Restate, word for word, every line of the data.

Records from a data collection:
● ● ● ● ●
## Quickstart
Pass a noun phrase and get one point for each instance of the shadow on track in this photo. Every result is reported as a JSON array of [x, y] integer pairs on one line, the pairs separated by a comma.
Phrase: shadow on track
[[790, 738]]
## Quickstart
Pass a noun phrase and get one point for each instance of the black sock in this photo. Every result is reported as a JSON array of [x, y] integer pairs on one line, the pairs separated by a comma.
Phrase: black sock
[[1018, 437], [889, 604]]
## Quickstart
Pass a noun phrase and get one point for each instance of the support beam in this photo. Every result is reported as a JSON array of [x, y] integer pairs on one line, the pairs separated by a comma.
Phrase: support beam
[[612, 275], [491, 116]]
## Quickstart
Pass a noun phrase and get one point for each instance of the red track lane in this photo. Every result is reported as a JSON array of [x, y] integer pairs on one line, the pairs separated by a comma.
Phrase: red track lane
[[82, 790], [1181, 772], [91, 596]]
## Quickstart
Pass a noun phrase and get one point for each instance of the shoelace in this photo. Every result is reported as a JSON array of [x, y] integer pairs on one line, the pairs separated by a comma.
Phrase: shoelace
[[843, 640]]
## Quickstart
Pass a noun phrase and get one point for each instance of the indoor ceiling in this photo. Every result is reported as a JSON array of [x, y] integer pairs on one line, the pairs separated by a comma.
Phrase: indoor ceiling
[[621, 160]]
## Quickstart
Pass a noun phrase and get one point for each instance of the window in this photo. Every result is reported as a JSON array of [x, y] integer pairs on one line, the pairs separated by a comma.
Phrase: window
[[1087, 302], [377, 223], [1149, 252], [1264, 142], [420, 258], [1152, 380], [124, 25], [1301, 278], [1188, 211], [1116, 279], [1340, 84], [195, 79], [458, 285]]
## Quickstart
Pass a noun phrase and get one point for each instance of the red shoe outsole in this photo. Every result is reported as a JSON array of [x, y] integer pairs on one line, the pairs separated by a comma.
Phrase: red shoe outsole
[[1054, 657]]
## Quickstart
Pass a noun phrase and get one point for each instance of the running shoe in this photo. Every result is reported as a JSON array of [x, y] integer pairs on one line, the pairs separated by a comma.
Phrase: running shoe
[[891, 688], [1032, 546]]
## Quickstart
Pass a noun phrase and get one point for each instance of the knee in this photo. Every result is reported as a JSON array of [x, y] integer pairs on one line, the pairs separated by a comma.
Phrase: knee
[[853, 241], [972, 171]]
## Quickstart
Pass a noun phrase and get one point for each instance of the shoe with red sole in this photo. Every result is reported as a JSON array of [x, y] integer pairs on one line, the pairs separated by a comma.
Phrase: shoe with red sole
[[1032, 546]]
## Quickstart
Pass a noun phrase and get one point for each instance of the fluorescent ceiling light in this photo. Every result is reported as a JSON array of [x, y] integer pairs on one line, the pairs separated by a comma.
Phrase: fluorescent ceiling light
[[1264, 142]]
● ● ● ● ●
Problem solution:
## Quickstart
Pass a noun phrase and get one point for each instance of the shadow on track in this photo. Every result is reported as a JSON array of [x, y] integer pairs on one line, the pairs separated by a comma.
Phrase: shadow on track
[[790, 738]]
## Quickstart
Pass a noun phrase and get one point for each instance of the black sock in this photo. Every result is reported as a JSON array of [x, y] integer pairs on one line, the pairs separated by a comma.
Phrase: black sock
[[1018, 437], [889, 604]]
## Quickstart
Pass a noun phrase and get one point for each instance of the support beam in this photo. Every result is reported as a JSON array of [x, y] integer pairs on one line, the pairs separated by a comma.
Phrase: support beam
[[612, 275], [491, 116]]
## Quickstart
Pass a noun phrase and get one point for each instance of the red track lane in this photo. Every result is reported as a JSON array of [x, y] integer pairs on one line, the pairs separated by a comma.
Phrase: red track lane
[[82, 790], [1181, 772], [91, 596]]
## Quickstart
Pass a noun phrase and get one point for each instance of the shoelace in this photo. Every result is reported as a JSON array of [x, y] integer pairs on one line, the pairs separated by a comma.
Phrase: shoelace
[[843, 640]]
## Quickstart
Pass a noun phrase and get one point for each instance of the indoor ceiling in this photo. Every result is reported as a JSON array of [x, y] integer pairs on one line, the pairs separated by a comma.
Phrase: indoor ceiling
[[621, 160]]
## Quickstart
Pass a noun phrase and get one point for each instance of the window in this photo. Every result is reported as a JSON array of [x, y] integer pairs on one line, the pairs separated by a comma.
Phrase: window
[[1087, 302], [377, 223], [1149, 252], [1264, 142], [420, 258], [1152, 380], [124, 25], [1301, 278], [1188, 211], [1116, 279], [1340, 84], [195, 79], [458, 285]]
## Quickstart
Pass a noun phrase and get one point for each instance of the red shoe outsole in this photo. Every result is reported as a JSON array of [x, y] integer pairs on one line, the pairs separated by a comma.
Phrase: red shoe outsole
[[1054, 657]]
## Quickstart
Pass a noun phrase and get one point for each instance of the running shoe in this photo. Every result is reported as a JSON array of [x, y] integer pairs on one line, the pairs separated by a comma.
Phrase: running shoe
[[891, 688], [1032, 546]]
## Quickstart
Pass a noun phrase and get one point for each instance of the knee in this photo. Every result is reported as a JSON array of [x, y] integer pairs on one line, the pairs separated by a comma.
Phrase: knee
[[853, 241], [972, 171]]
## Quickstart
Pass a noun phrase and get one point for each instance of the shoe with red sole in this photo. Every result is reported as a JSON array of [x, y] integer pairs on one line, the pairs separated by a comma.
Phrase: shoe with red sole
[[1032, 546]]
## Quickstart
Pass a noun phrase and get one point for each instance of the fluorescent ceiling light in this photo. Every result is reported as a JSON array of [x, y] integer pairs on one line, the pairs separated by a comma.
Phrase: fluorescent ceiling light
[[1264, 142]]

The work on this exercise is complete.